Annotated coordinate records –
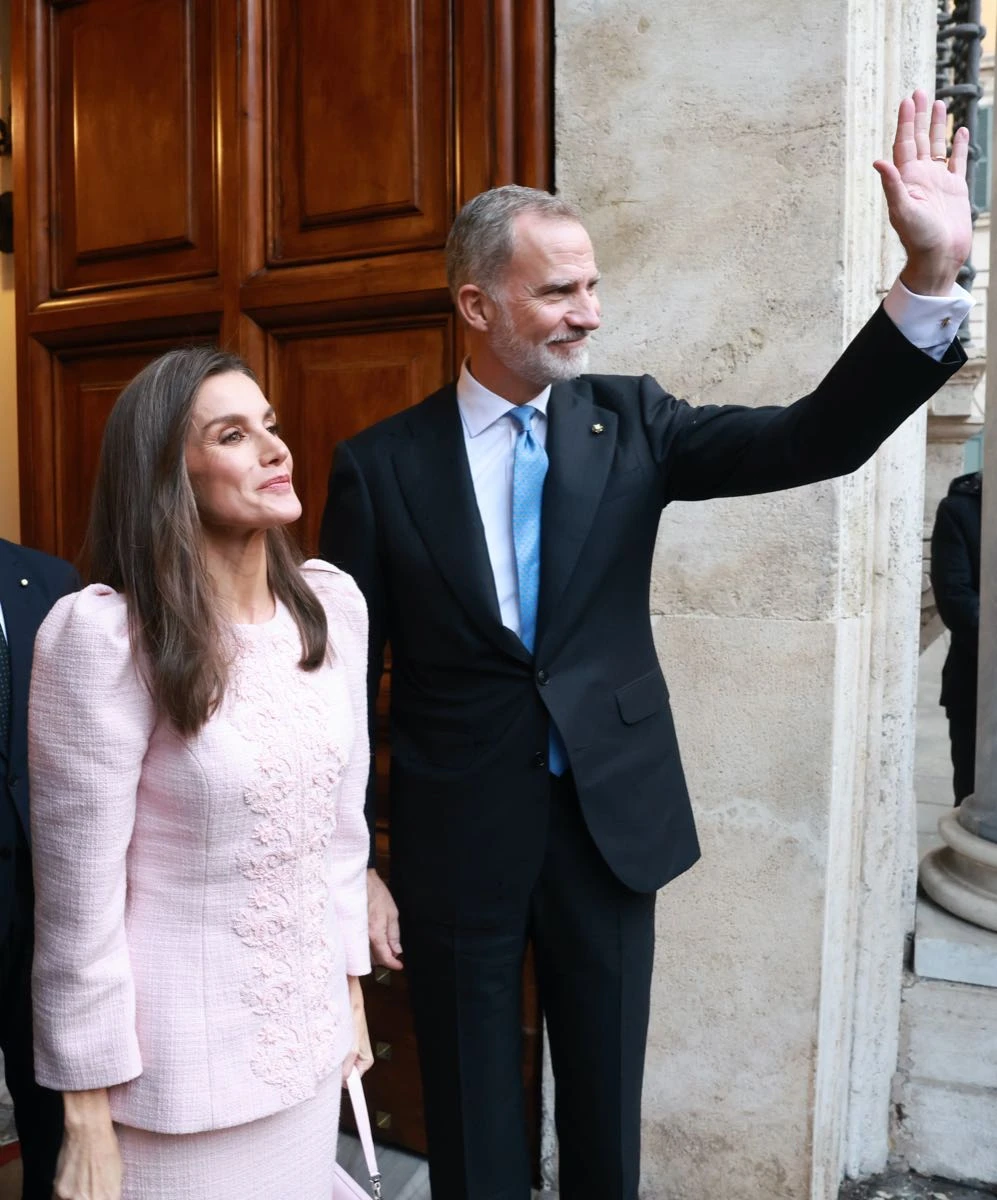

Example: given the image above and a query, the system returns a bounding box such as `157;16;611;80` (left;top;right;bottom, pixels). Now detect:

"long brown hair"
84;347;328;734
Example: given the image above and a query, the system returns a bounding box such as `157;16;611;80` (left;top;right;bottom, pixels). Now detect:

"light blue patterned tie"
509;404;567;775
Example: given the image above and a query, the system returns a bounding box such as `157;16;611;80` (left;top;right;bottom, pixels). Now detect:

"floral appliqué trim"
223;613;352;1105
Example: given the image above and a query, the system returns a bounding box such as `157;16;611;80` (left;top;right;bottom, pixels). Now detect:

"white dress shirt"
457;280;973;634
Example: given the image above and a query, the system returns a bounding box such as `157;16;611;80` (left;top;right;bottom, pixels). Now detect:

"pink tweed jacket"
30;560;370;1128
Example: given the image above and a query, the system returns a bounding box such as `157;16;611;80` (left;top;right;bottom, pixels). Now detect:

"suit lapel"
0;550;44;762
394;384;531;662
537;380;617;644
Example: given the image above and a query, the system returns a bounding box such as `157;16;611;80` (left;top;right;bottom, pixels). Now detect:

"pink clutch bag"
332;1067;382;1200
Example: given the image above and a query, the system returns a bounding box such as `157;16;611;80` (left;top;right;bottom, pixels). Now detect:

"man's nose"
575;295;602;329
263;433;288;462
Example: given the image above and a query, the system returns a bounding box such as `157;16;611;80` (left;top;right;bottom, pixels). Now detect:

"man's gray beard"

Task statement – Arrange the lines above into a Markdown table with the columns Row and Line text, numbering each row and omitting blank lines. Do not include the pictures in the table.

Answer to the problem –
| Row | Line text |
|---|---|
| 1 | Example: given the image above and a query, the system returns a bounding box such as `157;16;611;80` (left;top;right;bottom, pixels). Now detect: |
| 2 | "long brown hair" |
| 3 | 84;347;328;734 |
| 4 | Example: given the image above and a query, the system returns a bounding box such as `157;16;611;80` (left;top;right;bottom, pixels). Now detect: |
| 5 | "light blue patterned tie" |
| 6 | 509;404;567;775 |
| 7 | Example: given the image above and a query, the system returns a bounding box such as `157;16;611;80` (left;top;right;bottom, pixels). Now detect: |
| 8 | "floral appliqué trim" |
| 9 | 223;613;352;1105 |
| 10 | Example: given the image above and a query, the system returns a bounding box such as `157;16;611;80` (left;top;right;bottom, pixels). Now detect: |
| 11 | "white dress shirt" |
| 12 | 457;280;973;634 |
| 13 | Example: given the image above and a query, the system returns a bounding box such as `157;16;611;80` (left;top;right;bottom, pixels). Now detect: |
| 14 | "pink tweed jacket" |
| 15 | 30;560;370;1128 |
| 16 | Example: given the image above and a query, the system returns a bounding box such as `157;16;611;80` (left;top;right;bottom, pixels). Now detect: |
| 17 | "suit lapel" |
| 18 | 0;550;44;762 |
| 19 | 394;384;531;662 |
| 20 | 537;380;617;644 |
| 21 | Example: given the image above and a query, the system returns a bounding box such as `157;16;611;80` (left;top;right;bottom, pixels). Now detect: |
| 22 | "pink clutch bag" |
| 23 | 332;1067;382;1200 |
| 24 | Example: given the image above and a query, the system returns a bounding box such as `157;16;611;80` (left;top;right;bottom, pixels). Now detect: |
| 25 | "man's nose" |
| 26 | 575;295;602;329 |
| 27 | 263;433;288;462 |
| 28 | Example: given the image above and a query, the system returns a bounding box such as `157;16;611;80` (left;top;right;bottom, pixels). Now detect: |
| 29 | "man's gray beard" |